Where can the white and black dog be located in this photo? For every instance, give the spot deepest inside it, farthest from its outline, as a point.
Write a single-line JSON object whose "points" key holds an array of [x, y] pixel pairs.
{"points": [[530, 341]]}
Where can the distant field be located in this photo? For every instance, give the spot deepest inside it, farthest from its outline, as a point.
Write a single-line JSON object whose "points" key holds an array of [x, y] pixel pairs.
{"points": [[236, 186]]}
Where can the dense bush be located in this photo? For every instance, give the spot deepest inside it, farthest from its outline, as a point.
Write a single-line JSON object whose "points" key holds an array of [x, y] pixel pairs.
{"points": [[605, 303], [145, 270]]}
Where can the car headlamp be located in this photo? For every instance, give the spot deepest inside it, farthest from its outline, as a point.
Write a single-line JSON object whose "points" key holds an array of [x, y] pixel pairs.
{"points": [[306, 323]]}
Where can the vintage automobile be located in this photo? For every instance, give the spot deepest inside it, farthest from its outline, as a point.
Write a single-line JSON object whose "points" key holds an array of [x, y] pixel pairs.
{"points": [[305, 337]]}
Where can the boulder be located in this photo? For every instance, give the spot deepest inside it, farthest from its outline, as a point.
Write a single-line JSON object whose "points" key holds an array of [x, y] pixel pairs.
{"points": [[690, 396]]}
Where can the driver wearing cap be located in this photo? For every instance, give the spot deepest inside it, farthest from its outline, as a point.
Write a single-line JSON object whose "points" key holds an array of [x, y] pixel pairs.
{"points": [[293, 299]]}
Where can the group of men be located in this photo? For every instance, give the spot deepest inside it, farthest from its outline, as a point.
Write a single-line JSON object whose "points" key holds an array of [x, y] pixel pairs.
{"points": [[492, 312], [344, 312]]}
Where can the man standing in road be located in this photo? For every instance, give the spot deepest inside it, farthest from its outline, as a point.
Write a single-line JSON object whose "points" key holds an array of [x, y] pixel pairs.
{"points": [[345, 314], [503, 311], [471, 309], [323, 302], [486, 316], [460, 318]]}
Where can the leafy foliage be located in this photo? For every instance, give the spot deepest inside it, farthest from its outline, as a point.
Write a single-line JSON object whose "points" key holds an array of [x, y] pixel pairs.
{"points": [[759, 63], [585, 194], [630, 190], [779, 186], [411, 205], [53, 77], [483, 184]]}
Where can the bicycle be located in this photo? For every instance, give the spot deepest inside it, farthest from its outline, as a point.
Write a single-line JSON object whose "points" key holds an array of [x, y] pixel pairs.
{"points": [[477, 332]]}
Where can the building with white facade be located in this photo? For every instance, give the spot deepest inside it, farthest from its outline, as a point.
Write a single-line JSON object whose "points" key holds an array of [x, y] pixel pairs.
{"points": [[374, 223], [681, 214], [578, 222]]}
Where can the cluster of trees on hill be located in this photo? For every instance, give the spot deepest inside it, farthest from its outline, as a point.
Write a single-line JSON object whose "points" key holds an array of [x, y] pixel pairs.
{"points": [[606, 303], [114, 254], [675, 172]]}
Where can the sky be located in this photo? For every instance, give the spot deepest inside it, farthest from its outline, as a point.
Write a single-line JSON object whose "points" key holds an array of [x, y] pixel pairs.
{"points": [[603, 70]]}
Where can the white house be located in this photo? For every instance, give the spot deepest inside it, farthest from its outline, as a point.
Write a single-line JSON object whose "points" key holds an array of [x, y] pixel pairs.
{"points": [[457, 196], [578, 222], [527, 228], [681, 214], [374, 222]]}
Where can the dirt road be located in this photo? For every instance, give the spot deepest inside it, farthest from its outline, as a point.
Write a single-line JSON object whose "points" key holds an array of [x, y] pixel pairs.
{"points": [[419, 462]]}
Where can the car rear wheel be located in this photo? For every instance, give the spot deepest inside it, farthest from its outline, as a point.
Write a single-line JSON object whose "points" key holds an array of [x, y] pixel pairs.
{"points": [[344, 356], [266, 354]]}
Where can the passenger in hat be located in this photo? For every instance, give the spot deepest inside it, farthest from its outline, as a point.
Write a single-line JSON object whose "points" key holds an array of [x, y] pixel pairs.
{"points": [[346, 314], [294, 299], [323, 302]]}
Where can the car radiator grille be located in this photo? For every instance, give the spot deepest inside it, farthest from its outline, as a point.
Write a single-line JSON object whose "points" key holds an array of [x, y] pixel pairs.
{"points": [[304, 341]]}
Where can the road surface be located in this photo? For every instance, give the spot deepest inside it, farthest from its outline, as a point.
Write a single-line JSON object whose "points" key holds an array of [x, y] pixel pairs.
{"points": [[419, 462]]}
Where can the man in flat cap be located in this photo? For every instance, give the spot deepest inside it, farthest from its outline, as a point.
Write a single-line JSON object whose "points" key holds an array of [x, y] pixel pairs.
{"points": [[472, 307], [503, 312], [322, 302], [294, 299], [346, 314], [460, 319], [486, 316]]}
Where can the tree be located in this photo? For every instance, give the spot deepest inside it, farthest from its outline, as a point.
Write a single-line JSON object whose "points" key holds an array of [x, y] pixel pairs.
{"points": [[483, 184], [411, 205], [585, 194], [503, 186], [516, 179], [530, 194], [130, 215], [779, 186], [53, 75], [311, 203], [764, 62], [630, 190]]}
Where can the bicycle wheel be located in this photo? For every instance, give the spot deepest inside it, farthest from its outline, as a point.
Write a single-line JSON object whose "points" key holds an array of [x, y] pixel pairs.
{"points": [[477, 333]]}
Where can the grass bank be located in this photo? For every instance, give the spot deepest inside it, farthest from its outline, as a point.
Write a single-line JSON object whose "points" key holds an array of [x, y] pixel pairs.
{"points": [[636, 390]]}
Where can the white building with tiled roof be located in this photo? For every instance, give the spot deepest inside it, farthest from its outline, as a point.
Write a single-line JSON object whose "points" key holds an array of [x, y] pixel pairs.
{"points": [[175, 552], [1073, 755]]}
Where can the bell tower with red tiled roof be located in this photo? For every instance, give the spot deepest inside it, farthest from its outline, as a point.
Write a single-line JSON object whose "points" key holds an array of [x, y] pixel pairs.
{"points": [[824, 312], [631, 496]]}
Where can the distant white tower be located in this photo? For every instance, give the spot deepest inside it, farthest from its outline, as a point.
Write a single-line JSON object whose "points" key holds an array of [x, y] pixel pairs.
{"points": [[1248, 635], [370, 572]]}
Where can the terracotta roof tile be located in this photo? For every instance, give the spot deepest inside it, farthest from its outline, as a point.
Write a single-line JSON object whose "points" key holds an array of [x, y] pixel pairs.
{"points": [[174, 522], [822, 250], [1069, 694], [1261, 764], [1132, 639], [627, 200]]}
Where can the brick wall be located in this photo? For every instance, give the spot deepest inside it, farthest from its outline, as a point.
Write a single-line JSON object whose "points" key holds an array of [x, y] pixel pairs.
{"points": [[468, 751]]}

== TASK TO CARRY OUT ==
All of the lines above that carry the string "distant" need to be found and copied.

== SOLUTION BELOW ==
Where can the distant field be located in this photo? For every instance, give the spot deepest inside it, farthest from its outline, as a point.
Where can the distant white tower be located in this photo? For every instance, give the spot deepest inside it, farthest from its outline, as a point.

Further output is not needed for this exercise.